A small island (pronounced like "eight")

"That night they camped on a small eyot close to the western bank."
--J.R.R. Tolkein, The Lord of the Rings

Sometimes spelled "ait"

"Fog everywhere. Fog up the river, where it flows among green aits and meadows; fog down the river, where it rolls deified among the tiers of shipping and the waterside pollutions of a great (and dirty) city."
--Charles Dickens, Bleak House

No man is an island, but on a scale of one to ten, I've often felt like an ait.

Sunday, January 22, 2006

Random Acts of Poetry

Random Acts of Poetry

Treasure Island

As a boy, confined
to his infinite bedroom,

he was kidnapped by pirates--
wrinkled maps, lost keys,

charming amputees.
They whispered ghost stories

with plots inevitable
as arithmetic,

while his heart ticked
like a cricket,

and UFOs disguised
as houseflies

landed on his forehead,
teasing him awake.

The ceiling was a blank screen,
and anything could happen.

Everything did.
He's still there, watching

the second reel unspool:
his own unwinding

yarn of dreams.

Friday, January 20, 2006

Online "Victorian" tattoo parlor

Indelible Inc.

I'm not a big fan of tattoos, but the Java-intensive Everlasting Tattoo site is a graphically impressive showcase for several tat artists -- and not just because of the colorful skin on display. If the Internet had existed, say, 120 years ago, this is how the Victorian web might have looked.

Thursday, January 19, 2006

Word of the Day: gongoozler

Word of the Day

gongoozler (n)

An inquisitive bystander or busybody, often found by locks and other places where boats gather; a person who stares idly or curiously at something

"Could Anita from Daventry really be a gongoozler, distracting us by offering to take photographs of the 'crew' as we tackle our final three locks?"

● **SUPPLIED MATERIAL**
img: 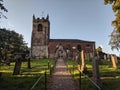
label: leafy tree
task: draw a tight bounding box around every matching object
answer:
[0,0,8,18]
[0,29,28,60]
[104,0,120,50]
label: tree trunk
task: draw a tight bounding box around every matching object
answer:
[13,58,22,75]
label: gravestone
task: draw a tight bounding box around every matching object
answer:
[13,55,22,75]
[81,50,86,72]
[92,56,102,87]
[111,55,117,69]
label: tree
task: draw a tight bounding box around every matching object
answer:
[0,0,8,18]
[0,29,28,60]
[104,0,120,50]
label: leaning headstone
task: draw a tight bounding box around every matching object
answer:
[111,55,117,69]
[92,56,102,87]
[13,55,22,75]
[81,50,87,72]
[114,55,118,64]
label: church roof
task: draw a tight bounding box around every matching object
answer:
[49,39,95,43]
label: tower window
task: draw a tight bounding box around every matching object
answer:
[38,24,42,31]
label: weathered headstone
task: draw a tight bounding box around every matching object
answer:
[111,55,117,69]
[28,57,31,69]
[81,50,87,72]
[92,56,102,87]
[13,55,22,75]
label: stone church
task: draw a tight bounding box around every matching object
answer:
[31,15,95,59]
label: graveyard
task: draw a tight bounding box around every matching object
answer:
[0,0,120,90]
[0,55,120,90]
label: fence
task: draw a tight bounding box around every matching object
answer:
[68,65,101,90]
[30,61,56,90]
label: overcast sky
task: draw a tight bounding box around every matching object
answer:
[0,0,119,55]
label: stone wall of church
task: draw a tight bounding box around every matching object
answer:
[32,46,48,58]
[48,41,95,58]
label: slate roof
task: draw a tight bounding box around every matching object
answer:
[49,39,95,43]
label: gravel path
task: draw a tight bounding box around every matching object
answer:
[48,59,75,90]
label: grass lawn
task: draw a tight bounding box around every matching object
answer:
[67,60,120,90]
[0,59,54,90]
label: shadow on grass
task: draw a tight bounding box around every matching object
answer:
[0,73,44,90]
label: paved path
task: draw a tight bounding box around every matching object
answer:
[48,59,75,90]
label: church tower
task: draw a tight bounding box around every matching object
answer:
[31,15,50,58]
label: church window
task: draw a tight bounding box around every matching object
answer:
[86,44,90,48]
[38,24,42,31]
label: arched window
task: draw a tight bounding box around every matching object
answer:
[38,24,42,32]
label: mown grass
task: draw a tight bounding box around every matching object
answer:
[67,60,120,90]
[0,59,54,90]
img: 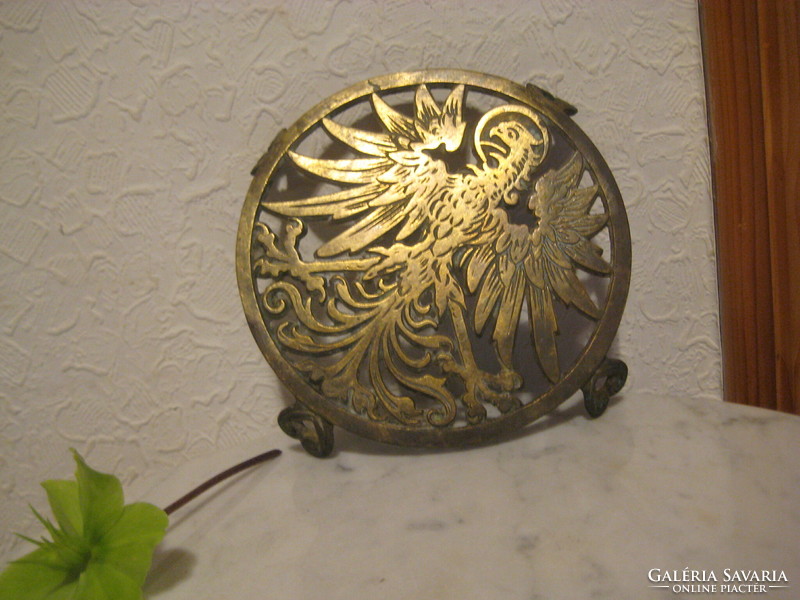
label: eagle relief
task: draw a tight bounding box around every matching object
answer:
[237,70,630,456]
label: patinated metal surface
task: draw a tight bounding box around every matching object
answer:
[237,70,630,456]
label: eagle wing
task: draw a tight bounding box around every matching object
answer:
[463,153,611,383]
[264,86,463,258]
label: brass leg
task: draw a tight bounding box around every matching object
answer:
[278,402,333,458]
[581,357,628,418]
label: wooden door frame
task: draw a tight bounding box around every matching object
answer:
[699,0,800,413]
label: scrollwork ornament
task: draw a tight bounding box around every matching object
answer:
[237,70,630,456]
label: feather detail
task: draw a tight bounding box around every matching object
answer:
[372,94,417,140]
[287,151,392,184]
[263,184,384,220]
[316,204,404,258]
[527,286,561,383]
[322,119,398,157]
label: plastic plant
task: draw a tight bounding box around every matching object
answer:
[0,450,281,600]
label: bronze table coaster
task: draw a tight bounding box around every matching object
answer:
[236,69,631,456]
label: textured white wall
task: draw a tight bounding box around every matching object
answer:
[0,0,721,557]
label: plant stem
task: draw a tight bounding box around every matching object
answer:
[164,449,281,515]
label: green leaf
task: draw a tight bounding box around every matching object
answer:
[0,451,169,600]
[42,479,83,535]
[0,547,77,600]
[75,562,142,600]
[72,450,125,542]
[97,502,169,587]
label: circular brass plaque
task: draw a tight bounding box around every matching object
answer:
[237,70,631,455]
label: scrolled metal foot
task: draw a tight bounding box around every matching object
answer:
[581,358,628,418]
[278,403,333,458]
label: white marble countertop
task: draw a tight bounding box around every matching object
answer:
[144,396,800,600]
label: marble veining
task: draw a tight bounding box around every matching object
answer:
[0,0,722,571]
[142,394,800,600]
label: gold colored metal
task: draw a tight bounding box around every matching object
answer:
[237,70,630,456]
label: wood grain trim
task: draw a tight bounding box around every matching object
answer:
[700,0,800,412]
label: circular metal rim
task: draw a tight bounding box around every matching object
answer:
[236,69,631,447]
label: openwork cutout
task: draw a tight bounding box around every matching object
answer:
[237,70,630,456]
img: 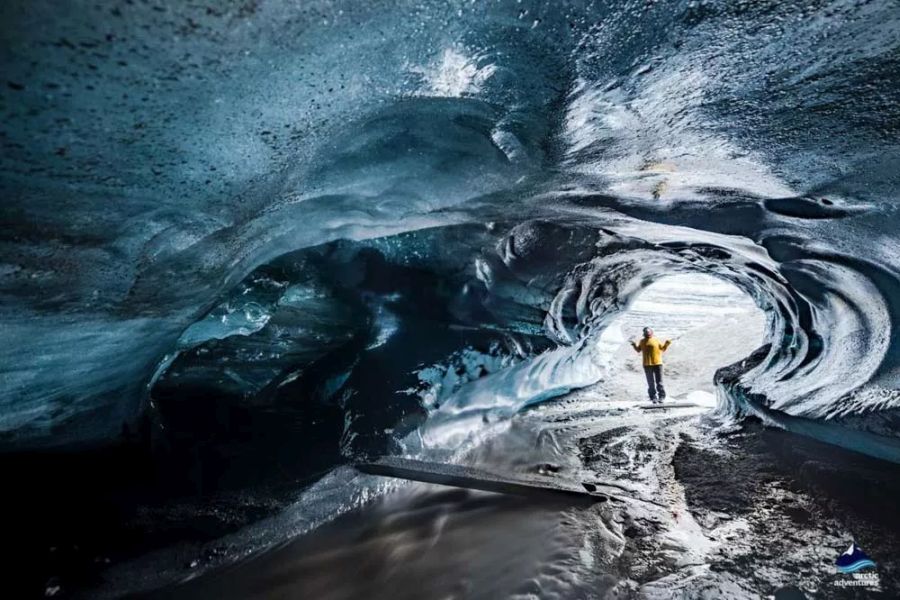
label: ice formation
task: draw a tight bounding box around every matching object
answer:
[0,0,900,461]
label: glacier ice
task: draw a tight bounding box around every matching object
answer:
[0,0,900,468]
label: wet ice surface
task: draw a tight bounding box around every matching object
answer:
[148,390,900,599]
[132,296,900,599]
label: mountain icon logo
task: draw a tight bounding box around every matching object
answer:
[834,542,875,573]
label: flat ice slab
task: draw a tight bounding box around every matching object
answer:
[638,402,702,410]
[354,456,608,502]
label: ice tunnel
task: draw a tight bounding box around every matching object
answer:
[0,0,900,589]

● **WORK TO BE COMPLETED**
Reproduce the whole blog page about the word for a small island, from its first line to its last, with no character changed.

● **WRITTEN RESPONSE**
A small island (pronounced like "eight")

"That night they camped on a small eyot close to the western bank."
--J.R.R. Tolkein, The Lord of the Rings

Sometimes spelled "ait"

"Fog everywhere. Fog up the river, where it flows among green aits and meadows; fog down the river, where it rolls deified among the tiers of shipping and the waterside pollutions of a great (and dirty) city."
--Charles Dickens, Bleak House

No man is an island, but on a scale of one to ten, I've often felt like an ait.

Sunday, January 22, 2006

Random Acts of Poetry

Random Acts of Poetry

Treasure Island

As a boy, confined
to his infinite bedroom,

he was kidnapped by pirates--
wrinkled maps, lost keys,

charming amputees.
They whispered ghost stories

with plots inevitable
as arithmetic,

while his heart ticked
like a cricket,

and UFOs disguised
as houseflies

landed on his forehead,
teasing him awake.

The ceiling was a blank screen,
and anything could happen.

Everything did.
He's still there, watching

the second reel unspool:
his own unwinding

yarn of dreams.

Friday, January 20, 2006

Online "Victorian" tattoo parlor

Indelible Inc.

I'm not a big fan of tattoos, but the Java-intensive Everlasting Tattoo site is a graphically impressive showcase for several tat artists -- and not just because of the colorful skin on display. If the Internet had existed, say, 120 years ago, this is how the Victorian web might have looked.

Thursday, January 19, 2006

Word of the Day: gongoozler

Word of the Day

gongoozler (n)

An inquisitive bystander or busybody, often found by locks and other places where boats gather; a person who stares idly or curiously at something

"Could Anita from Daventry really be a gongoozler, distracting us by offering to take photographs of the 'crew' as we tackle our final three locks?"